Problem to work on
Rewrite only the stretch of material below that runs from the line containing "Call locate_point to put a point on the woman with" down through the end of the material, leaving out the pictures. Multiply every x and y coordinate in the answers by 2.4 and round each result to a whole number, halves up, while keeping all other numbers unchanged.

Location identification items:
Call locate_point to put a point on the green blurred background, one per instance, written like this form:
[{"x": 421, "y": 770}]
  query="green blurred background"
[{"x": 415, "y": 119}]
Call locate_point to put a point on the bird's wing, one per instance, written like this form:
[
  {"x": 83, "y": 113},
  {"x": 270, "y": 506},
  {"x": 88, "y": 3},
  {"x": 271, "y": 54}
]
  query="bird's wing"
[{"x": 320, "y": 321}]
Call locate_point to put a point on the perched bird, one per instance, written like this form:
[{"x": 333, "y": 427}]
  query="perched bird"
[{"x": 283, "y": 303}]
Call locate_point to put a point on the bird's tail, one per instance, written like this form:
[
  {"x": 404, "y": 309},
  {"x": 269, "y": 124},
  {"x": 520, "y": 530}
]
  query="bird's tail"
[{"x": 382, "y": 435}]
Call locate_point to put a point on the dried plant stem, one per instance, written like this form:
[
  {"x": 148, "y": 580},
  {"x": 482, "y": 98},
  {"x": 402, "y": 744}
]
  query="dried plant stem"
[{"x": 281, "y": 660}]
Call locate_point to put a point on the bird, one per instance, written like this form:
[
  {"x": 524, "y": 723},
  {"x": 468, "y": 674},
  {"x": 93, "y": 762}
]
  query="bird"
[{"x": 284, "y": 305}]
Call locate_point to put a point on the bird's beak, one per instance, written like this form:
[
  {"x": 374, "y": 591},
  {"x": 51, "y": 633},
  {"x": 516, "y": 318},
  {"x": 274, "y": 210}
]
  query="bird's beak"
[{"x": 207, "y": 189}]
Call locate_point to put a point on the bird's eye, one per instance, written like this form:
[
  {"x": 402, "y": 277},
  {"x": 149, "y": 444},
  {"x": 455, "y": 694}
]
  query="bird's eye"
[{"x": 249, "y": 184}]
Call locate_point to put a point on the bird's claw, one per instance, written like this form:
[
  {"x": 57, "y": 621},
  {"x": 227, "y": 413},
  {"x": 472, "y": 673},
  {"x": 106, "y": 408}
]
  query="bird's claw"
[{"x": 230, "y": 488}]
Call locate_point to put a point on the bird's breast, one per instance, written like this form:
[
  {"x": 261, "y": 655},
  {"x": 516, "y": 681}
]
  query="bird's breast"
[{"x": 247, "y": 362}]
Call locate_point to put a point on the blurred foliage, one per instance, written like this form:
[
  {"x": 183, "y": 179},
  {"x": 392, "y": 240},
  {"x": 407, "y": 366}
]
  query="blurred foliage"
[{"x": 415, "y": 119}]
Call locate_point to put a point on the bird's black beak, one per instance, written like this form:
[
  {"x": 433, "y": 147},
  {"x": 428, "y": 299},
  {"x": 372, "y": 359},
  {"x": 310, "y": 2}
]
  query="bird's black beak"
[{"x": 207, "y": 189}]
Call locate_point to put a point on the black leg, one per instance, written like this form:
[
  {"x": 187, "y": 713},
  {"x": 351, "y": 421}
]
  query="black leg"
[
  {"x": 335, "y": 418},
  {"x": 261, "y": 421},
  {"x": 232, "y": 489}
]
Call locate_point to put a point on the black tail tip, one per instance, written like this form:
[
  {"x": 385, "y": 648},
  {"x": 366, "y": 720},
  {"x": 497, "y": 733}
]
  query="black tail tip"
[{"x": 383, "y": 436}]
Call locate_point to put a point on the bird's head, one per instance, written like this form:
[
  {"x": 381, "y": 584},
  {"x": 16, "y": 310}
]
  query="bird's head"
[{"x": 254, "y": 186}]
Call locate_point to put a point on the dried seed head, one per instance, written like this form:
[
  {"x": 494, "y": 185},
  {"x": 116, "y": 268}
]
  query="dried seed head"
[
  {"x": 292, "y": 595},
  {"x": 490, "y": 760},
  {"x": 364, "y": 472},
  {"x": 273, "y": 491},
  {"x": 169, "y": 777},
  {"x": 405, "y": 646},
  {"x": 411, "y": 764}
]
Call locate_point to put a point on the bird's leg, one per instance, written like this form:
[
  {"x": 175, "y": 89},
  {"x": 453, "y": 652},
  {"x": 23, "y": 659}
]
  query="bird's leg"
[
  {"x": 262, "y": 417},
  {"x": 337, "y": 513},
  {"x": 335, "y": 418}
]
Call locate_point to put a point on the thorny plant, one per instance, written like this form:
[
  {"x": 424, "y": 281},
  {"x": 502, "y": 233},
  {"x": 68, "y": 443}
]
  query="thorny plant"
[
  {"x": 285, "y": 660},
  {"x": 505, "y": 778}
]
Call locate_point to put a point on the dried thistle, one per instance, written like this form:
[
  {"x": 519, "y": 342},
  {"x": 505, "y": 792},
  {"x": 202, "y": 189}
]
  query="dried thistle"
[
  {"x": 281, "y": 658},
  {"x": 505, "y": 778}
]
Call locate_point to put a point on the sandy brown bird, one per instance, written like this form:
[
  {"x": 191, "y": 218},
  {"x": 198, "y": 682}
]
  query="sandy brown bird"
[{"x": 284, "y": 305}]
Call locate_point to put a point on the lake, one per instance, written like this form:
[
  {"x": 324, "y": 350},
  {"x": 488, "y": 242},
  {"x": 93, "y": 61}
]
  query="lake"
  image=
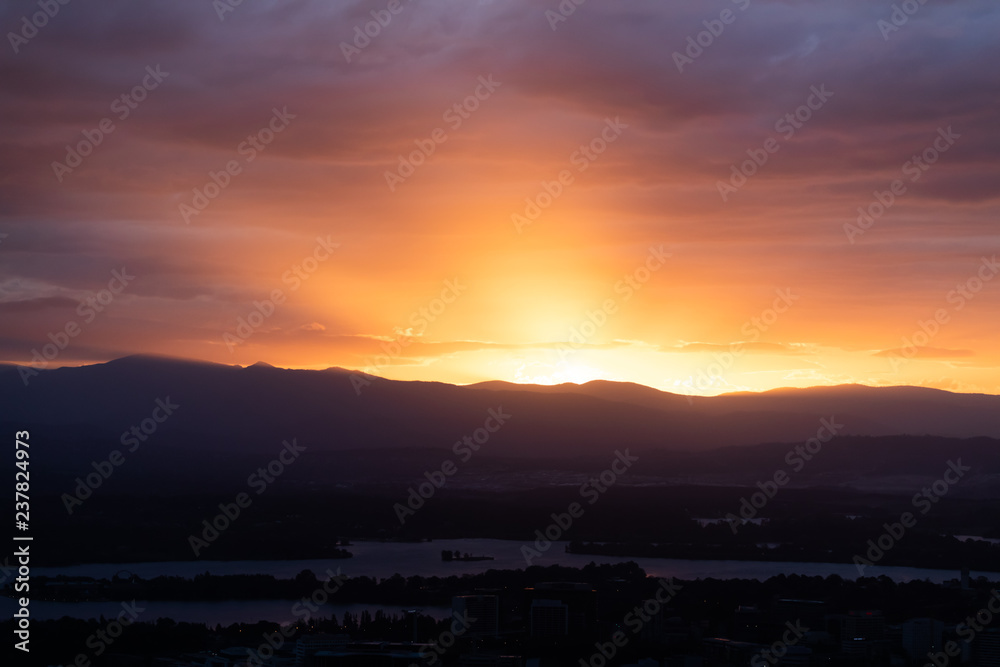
[{"x": 383, "y": 559}]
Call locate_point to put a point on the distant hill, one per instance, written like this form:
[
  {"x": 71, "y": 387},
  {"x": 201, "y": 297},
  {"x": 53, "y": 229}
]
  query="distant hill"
[{"x": 232, "y": 419}]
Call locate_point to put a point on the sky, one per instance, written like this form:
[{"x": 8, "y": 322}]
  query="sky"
[{"x": 702, "y": 197}]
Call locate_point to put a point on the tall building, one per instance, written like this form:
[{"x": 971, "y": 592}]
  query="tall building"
[
  {"x": 986, "y": 648},
  {"x": 308, "y": 646},
  {"x": 921, "y": 636},
  {"x": 485, "y": 609},
  {"x": 559, "y": 609},
  {"x": 862, "y": 634}
]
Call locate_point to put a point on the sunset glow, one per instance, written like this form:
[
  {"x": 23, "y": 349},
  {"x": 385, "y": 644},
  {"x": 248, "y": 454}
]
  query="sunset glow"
[{"x": 438, "y": 206}]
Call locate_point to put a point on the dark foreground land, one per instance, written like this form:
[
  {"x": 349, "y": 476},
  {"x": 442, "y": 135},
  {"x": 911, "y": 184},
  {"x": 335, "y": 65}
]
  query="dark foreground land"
[{"x": 614, "y": 610}]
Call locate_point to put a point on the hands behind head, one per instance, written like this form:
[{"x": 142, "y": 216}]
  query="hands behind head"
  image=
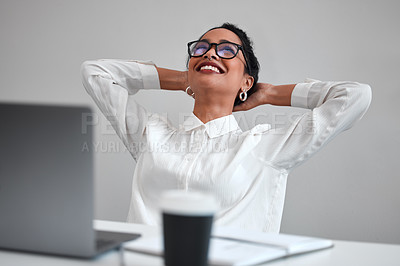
[{"x": 259, "y": 97}]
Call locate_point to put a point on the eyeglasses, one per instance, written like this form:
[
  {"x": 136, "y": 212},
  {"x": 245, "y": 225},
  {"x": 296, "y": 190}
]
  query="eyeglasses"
[{"x": 225, "y": 50}]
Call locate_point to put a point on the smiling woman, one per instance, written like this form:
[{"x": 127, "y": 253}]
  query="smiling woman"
[{"x": 245, "y": 171}]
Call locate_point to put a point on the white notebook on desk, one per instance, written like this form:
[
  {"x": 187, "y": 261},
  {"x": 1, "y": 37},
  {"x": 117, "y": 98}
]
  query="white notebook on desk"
[{"x": 235, "y": 247}]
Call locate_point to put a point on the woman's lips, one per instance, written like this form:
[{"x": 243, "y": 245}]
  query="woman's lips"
[{"x": 209, "y": 67}]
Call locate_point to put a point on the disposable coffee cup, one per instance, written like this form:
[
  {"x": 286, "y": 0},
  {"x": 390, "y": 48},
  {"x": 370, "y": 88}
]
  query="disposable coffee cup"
[{"x": 187, "y": 222}]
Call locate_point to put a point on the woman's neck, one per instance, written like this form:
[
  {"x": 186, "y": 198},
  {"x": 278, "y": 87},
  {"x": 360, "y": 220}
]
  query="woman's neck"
[{"x": 210, "y": 111}]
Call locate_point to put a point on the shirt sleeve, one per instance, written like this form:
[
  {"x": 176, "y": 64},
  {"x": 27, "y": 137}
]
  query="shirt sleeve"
[
  {"x": 333, "y": 108},
  {"x": 112, "y": 84}
]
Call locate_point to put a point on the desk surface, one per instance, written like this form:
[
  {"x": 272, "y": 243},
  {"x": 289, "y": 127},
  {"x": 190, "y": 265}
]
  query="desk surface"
[{"x": 344, "y": 253}]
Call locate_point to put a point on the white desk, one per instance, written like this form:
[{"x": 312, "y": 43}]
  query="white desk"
[{"x": 342, "y": 254}]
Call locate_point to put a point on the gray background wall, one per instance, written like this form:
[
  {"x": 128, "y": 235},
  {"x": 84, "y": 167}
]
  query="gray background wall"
[{"x": 347, "y": 191}]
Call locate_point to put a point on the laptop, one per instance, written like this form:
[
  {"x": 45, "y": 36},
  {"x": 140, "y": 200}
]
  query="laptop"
[{"x": 46, "y": 182}]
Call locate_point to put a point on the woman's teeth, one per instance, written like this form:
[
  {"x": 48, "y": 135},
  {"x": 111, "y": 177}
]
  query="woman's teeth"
[{"x": 212, "y": 68}]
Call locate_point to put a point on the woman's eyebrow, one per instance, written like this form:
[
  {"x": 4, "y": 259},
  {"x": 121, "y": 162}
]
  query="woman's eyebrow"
[{"x": 220, "y": 41}]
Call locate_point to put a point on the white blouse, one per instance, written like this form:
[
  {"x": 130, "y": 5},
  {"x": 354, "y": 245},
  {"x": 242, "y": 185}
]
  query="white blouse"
[{"x": 245, "y": 171}]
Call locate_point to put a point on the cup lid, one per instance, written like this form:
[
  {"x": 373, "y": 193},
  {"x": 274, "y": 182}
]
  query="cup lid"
[{"x": 190, "y": 203}]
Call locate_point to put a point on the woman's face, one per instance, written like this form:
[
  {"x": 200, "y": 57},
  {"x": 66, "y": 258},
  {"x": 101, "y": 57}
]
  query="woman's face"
[{"x": 231, "y": 76}]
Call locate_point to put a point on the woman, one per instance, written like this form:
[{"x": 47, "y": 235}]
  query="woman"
[{"x": 245, "y": 171}]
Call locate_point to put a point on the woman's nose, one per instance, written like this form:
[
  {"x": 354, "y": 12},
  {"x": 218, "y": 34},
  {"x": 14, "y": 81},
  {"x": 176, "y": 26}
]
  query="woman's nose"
[{"x": 212, "y": 53}]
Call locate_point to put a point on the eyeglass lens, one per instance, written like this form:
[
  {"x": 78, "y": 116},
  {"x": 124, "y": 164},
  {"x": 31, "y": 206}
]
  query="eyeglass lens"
[{"x": 224, "y": 50}]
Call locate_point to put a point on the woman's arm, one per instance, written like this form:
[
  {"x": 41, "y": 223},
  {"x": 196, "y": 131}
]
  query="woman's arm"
[
  {"x": 332, "y": 108},
  {"x": 266, "y": 93},
  {"x": 112, "y": 85}
]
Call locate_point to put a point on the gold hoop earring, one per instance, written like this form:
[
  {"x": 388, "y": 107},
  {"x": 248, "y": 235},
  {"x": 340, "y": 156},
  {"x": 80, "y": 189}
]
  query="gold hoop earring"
[
  {"x": 243, "y": 96},
  {"x": 187, "y": 91}
]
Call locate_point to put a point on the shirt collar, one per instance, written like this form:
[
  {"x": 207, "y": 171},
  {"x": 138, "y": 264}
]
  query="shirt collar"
[{"x": 214, "y": 128}]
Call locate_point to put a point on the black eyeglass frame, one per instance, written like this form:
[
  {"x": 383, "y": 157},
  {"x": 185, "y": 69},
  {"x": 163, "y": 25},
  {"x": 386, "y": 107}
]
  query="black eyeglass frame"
[{"x": 216, "y": 51}]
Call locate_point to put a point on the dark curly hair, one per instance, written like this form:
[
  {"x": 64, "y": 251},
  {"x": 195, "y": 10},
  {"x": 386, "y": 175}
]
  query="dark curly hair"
[{"x": 247, "y": 45}]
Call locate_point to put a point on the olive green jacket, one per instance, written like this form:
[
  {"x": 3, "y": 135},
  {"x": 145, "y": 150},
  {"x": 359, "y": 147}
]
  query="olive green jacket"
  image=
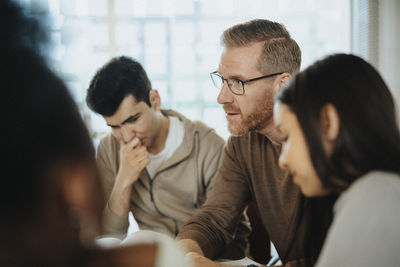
[{"x": 177, "y": 190}]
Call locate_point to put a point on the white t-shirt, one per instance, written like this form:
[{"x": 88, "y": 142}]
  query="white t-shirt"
[
  {"x": 366, "y": 227},
  {"x": 174, "y": 139}
]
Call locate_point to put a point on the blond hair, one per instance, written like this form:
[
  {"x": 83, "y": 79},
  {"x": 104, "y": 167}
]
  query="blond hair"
[{"x": 280, "y": 53}]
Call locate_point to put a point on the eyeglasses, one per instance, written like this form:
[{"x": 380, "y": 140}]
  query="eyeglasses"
[{"x": 235, "y": 85}]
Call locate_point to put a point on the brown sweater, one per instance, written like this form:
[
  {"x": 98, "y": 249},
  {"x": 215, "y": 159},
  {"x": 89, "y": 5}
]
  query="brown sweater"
[{"x": 249, "y": 171}]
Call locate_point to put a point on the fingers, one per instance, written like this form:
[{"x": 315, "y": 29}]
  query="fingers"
[{"x": 131, "y": 144}]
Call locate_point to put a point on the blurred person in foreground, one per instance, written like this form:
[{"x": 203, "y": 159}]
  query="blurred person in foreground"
[
  {"x": 259, "y": 57},
  {"x": 155, "y": 163},
  {"x": 50, "y": 198},
  {"x": 341, "y": 137}
]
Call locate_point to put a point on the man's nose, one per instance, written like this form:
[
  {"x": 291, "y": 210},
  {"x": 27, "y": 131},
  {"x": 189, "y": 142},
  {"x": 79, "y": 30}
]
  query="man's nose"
[
  {"x": 127, "y": 134},
  {"x": 225, "y": 95}
]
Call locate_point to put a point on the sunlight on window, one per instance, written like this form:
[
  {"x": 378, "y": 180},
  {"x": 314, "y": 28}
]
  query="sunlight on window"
[{"x": 178, "y": 43}]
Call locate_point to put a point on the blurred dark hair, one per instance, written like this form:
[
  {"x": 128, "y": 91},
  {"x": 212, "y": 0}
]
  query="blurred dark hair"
[
  {"x": 41, "y": 123},
  {"x": 369, "y": 137},
  {"x": 120, "y": 77},
  {"x": 42, "y": 137}
]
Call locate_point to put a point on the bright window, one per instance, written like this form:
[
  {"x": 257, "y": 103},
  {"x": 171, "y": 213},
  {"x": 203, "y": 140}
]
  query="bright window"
[{"x": 177, "y": 41}]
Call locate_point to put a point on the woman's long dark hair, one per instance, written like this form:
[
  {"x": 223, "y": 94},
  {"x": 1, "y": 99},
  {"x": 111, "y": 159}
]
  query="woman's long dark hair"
[
  {"x": 368, "y": 138},
  {"x": 42, "y": 134}
]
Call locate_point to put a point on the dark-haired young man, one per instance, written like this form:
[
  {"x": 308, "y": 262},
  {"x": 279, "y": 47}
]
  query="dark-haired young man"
[{"x": 156, "y": 163}]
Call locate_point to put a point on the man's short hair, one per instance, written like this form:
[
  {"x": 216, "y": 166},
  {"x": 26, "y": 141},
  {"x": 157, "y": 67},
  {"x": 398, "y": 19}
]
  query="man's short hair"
[
  {"x": 120, "y": 77},
  {"x": 280, "y": 53}
]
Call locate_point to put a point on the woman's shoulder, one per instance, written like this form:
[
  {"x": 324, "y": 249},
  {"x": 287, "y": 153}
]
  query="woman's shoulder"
[{"x": 371, "y": 191}]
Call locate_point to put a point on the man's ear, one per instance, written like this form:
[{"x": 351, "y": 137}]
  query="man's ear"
[
  {"x": 282, "y": 80},
  {"x": 330, "y": 122},
  {"x": 155, "y": 99}
]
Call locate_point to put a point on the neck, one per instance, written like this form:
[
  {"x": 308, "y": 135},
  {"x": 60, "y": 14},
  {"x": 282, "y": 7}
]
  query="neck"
[
  {"x": 271, "y": 133},
  {"x": 159, "y": 141}
]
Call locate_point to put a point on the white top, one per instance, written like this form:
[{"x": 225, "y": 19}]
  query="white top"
[
  {"x": 366, "y": 226},
  {"x": 174, "y": 139}
]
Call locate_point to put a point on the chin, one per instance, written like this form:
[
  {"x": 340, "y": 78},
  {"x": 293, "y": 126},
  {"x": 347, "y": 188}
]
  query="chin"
[{"x": 237, "y": 131}]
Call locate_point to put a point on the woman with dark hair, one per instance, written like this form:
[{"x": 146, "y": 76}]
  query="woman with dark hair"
[
  {"x": 341, "y": 137},
  {"x": 50, "y": 196}
]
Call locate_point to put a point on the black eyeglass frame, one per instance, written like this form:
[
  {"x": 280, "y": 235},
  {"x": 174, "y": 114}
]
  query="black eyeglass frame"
[{"x": 242, "y": 82}]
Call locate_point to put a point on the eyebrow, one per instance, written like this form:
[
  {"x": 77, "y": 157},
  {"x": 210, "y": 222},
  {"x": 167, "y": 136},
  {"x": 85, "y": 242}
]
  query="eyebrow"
[{"x": 134, "y": 116}]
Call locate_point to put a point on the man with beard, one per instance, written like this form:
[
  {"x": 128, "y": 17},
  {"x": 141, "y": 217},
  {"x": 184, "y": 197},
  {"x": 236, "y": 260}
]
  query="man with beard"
[{"x": 259, "y": 57}]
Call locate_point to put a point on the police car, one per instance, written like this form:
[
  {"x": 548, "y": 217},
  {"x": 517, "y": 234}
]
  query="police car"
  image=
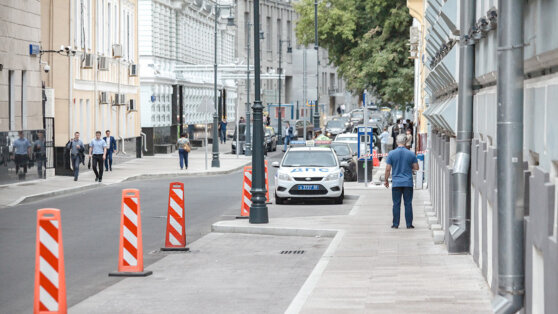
[{"x": 309, "y": 172}]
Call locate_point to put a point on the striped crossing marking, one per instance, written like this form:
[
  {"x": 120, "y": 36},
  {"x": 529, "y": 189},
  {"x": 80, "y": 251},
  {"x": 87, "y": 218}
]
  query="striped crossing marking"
[
  {"x": 176, "y": 222},
  {"x": 50, "y": 284}
]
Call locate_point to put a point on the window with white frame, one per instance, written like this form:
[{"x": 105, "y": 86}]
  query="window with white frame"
[{"x": 82, "y": 32}]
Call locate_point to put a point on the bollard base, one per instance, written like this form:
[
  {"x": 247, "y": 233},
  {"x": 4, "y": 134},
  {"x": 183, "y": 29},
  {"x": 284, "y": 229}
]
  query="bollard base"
[
  {"x": 131, "y": 274},
  {"x": 181, "y": 249}
]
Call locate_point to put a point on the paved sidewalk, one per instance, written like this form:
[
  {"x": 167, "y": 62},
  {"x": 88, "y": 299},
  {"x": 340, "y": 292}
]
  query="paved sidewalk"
[
  {"x": 367, "y": 268},
  {"x": 371, "y": 268},
  {"x": 137, "y": 168}
]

Answer to this task
Call locate_point to put a point on the woman with dark hair, one per instance, written like this form:
[{"x": 146, "y": 76}]
  query="woman with dark hair"
[
  {"x": 818, "y": 329},
  {"x": 120, "y": 470}
]
Call locate_point to put a point on the black eyeglass frame, one per instance, written like this form:
[
  {"x": 280, "y": 235},
  {"x": 174, "y": 114}
]
  query="black eyeglass frame"
[{"x": 581, "y": 197}]
Call locate_point to put a point on the eyebrow, one per instance, written like this form:
[
  {"x": 77, "y": 157},
  {"x": 210, "y": 222},
  {"x": 167, "y": 136},
  {"x": 85, "y": 242}
]
  query="eyebrow"
[{"x": 322, "y": 278}]
Call locate_point to put a point on the man with beard, one per instance, written like this form:
[
  {"x": 128, "y": 17},
  {"x": 141, "y": 217},
  {"x": 184, "y": 197},
  {"x": 236, "y": 260}
]
  query="man with beard"
[{"x": 622, "y": 137}]
Call locate_point to put a point on the police car, one per instance, written like this form:
[
  {"x": 548, "y": 217},
  {"x": 517, "y": 234}
]
  query="police car"
  image=
[{"x": 742, "y": 413}]
Call locate_point to put a point on the striped crossing marking, one per instance, written like this form:
[
  {"x": 120, "y": 36},
  {"x": 529, "y": 189},
  {"x": 80, "y": 251},
  {"x": 87, "y": 218}
]
  query="striped crossing marking"
[
  {"x": 422, "y": 533},
  {"x": 120, "y": 682}
]
Call locate_point to put a point on the window with white frame, one per instance, written like this form:
[{"x": 105, "y": 86}]
  query="window with white frame"
[{"x": 197, "y": 77}]
Call locate_point to put a point on the bollard base, one per instance, written like this form:
[
  {"x": 247, "y": 233},
  {"x": 4, "y": 134},
  {"x": 183, "y": 29},
  {"x": 284, "y": 229}
]
  query="bollard base"
[
  {"x": 314, "y": 658},
  {"x": 434, "y": 598}
]
Call locate_point to put a point on the paved sidewalk, one per instance, written like this form:
[
  {"x": 167, "y": 62},
  {"x": 88, "y": 299},
  {"x": 340, "y": 292}
]
  query="paved sidewalk"
[
  {"x": 881, "y": 643},
  {"x": 890, "y": 643},
  {"x": 329, "y": 403}
]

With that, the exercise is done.